━━━ Extrait du document ━━━

23 March 2023
Cour de cassation
Pourvoi n° 21-18.252

Deuxième chambre civile - Formation de section

Publié au Bulletin

ECLI:FR:CCASS:2023:C200291

Titres et sommaires

JUGEMENTS ET ARRETS - Voies de recours - Recevabilité - Conditions - Article 528-1 du code de procédure civile - Recours en révision - Application (non)

Les dispositions de l'article 528-1 du code de procédure civile, selon lesquelles, si le jugement n'a pas été notifié dans le délai de deux ans de son prononcé, la partie qui a comparu n'est plus recevable à exercer un recours à titre principal après l'expiration dudit délai, doivent être interprétées à la lumière de l'article 6, § 1, de la Convention de sauvegarde des droits de l'homme et des libertés fondamentales. Il en résulte qu'elles ne s'appliquent pas au recours en révision qui, selon l'article 595 du code de procédure civile, n'est ouvert que pour l'une des causes prévues à ce texte, et dont le délai de deux mois ne court qu'à compter du jour où la partie a eu connaissance de la cause de révision qu'elle invoque

RECOURS EN REVISION - Recevabilité - Conditions - Notification dans le délai visé par l'article 528-1 du code de procédure civile - Défaut - Portée

Texte de la décision

CIV. 2

LM



COUR DE CASSATION
______________________


Audience publique du 23 mars 2023




Annulation


M. PIREYRE, président



Arrêt n° 291 FS-B

Pourvoi n° Y 21-18.252






R É P U B L I Q U E F R A N Ç A I S E

_________________________

AU NOM DU PEUPLE FRANÇAIS
_________________________


ARRÊT DE LA COUR DE CASSATION, DEUXIÈME CHAMBRE CIVILE, DU 23 MARS 2023

M. [X] [W], domicilié [Adresse 5], a formé le pourvoi n° Y 21-18.252 contre l'arrêt rendu le 25 mai 2021 par la cour d'appel de Nancy (1re chambre civile), dans le litige l'opposant :

1°/ à M. [R] [P] [S], domicilié [Adresse 1],

2°/ à la société Mutuelle des architectes français, dont le siège est [Adresse 3],

3°/ à la Caisse d'assurance mutuelle du bâtiment et des travaux publics, dont le siège est [Adresse 2],

4°/ à la société Bolmont Frères, dont le siège est [Adresse 4], représentée par la société Le Carrer-Najean, dont le siège est [Adresse 6], en qualité de liquidateur,

défendeurs à la cassation.

━━━ Données fournies ━━━

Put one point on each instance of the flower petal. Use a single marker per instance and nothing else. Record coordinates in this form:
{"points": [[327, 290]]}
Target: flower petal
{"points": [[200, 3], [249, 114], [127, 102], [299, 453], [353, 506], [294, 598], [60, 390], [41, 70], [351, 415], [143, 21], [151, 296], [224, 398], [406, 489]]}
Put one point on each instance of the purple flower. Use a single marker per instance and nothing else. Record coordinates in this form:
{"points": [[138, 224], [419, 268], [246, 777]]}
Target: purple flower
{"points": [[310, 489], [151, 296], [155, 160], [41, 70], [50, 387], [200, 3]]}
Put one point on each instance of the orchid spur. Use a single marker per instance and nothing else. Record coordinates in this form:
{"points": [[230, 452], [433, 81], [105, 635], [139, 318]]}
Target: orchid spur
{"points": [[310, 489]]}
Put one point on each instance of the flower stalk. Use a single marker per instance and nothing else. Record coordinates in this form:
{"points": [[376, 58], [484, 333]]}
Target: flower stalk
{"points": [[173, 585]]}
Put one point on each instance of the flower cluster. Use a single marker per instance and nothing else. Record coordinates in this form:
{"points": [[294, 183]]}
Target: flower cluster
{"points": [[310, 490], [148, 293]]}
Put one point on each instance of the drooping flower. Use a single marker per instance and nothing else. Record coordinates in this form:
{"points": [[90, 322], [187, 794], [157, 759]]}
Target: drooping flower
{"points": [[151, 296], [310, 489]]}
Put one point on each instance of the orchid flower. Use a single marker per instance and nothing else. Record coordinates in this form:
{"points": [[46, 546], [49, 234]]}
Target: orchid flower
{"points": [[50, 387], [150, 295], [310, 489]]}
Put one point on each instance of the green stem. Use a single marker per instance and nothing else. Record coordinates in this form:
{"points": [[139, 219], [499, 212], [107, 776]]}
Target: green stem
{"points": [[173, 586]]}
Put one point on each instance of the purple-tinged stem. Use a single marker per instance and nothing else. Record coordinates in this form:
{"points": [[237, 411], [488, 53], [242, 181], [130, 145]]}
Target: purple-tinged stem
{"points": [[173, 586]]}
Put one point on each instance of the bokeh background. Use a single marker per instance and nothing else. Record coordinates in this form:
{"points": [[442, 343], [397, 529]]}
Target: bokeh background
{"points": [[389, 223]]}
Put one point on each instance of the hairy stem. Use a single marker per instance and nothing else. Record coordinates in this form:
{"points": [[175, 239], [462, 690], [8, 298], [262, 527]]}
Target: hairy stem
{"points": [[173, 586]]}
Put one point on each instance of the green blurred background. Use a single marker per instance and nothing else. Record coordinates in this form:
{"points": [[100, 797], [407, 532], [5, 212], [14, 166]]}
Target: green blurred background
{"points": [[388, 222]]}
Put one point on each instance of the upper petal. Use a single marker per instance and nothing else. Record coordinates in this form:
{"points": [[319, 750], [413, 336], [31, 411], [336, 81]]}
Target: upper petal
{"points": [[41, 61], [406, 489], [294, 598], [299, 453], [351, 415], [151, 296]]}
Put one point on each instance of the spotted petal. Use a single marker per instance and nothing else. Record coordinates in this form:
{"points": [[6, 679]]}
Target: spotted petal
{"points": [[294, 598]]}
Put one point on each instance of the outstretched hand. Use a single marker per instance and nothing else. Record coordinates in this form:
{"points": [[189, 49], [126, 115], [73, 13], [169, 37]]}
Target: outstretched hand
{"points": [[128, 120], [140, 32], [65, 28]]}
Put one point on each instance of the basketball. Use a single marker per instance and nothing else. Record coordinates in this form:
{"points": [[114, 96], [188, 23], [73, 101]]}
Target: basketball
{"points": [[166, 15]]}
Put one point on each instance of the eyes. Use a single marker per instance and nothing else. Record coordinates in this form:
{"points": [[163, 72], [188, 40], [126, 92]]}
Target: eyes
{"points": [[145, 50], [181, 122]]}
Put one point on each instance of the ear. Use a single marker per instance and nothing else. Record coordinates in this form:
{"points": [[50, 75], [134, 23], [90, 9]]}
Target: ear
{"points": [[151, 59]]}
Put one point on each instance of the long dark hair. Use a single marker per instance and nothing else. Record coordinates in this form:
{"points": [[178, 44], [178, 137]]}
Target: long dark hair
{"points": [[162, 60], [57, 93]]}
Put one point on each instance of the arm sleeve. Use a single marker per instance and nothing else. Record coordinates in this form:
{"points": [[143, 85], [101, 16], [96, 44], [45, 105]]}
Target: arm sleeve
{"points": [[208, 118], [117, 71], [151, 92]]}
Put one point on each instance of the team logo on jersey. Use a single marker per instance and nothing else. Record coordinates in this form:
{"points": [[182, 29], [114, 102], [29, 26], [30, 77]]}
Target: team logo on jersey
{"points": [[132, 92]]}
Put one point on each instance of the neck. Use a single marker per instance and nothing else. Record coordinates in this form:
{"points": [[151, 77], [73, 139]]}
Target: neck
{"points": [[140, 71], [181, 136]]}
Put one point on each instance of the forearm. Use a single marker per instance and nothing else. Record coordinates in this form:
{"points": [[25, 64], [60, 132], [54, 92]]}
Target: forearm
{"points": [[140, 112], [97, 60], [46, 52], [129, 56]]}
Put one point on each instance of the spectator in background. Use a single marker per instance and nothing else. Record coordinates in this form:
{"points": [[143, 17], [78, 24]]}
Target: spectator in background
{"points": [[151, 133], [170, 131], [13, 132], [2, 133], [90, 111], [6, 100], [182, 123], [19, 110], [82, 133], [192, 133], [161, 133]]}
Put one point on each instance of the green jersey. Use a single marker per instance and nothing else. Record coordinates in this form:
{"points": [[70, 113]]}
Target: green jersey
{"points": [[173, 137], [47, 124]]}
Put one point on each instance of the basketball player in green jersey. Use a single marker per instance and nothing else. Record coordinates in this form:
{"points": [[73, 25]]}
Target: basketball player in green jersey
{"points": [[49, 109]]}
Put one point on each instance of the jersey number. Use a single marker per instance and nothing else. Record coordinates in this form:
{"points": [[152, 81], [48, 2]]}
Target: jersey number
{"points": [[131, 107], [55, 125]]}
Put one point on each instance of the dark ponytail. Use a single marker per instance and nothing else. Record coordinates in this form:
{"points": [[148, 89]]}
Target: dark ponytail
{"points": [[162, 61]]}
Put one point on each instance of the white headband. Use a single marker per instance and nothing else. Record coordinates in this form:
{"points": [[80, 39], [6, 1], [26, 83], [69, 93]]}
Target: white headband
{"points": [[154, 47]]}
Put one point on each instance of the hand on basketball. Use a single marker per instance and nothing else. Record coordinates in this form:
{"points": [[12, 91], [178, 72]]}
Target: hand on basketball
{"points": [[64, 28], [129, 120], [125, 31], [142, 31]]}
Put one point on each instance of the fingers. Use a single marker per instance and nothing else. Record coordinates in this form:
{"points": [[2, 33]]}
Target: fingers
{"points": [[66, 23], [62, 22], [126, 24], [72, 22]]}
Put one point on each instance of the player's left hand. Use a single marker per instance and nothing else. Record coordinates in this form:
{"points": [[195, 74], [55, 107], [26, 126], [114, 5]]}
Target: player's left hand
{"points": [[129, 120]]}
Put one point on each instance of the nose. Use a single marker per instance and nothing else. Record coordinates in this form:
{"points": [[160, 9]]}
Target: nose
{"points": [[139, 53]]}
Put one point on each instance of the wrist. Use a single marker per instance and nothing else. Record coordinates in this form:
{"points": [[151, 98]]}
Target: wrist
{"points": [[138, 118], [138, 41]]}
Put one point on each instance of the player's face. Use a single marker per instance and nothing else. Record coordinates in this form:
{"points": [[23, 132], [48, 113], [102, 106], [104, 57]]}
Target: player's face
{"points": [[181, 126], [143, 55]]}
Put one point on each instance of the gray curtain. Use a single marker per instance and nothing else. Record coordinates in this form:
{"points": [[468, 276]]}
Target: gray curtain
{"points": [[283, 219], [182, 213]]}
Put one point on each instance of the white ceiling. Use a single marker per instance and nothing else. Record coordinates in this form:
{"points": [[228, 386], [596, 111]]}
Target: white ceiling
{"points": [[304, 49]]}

━━━

▶ [Consigne] Reproduisez le passage de l'arrêt de la Cour de cassation qui commence aux mots « 3°/ à la Caisse » et s'arrête après les mots « à la cassation. ». Ce matériel n'a aucun lien avec l'arrêt de la Cour de cassation.

▶ [Corrigé]
3°/ à la Caisse d'assurance mutuelle du bâtiment et des travaux publics, dont le siège est [Adresse 2],

4°/ à la société Bolmont Frères, dont le siège est [Adresse 4], représentée par la société Le Carrer-Najean, dont le siège est [Adresse 6], en qualité de liquidateur,

défendeurs à la cassation.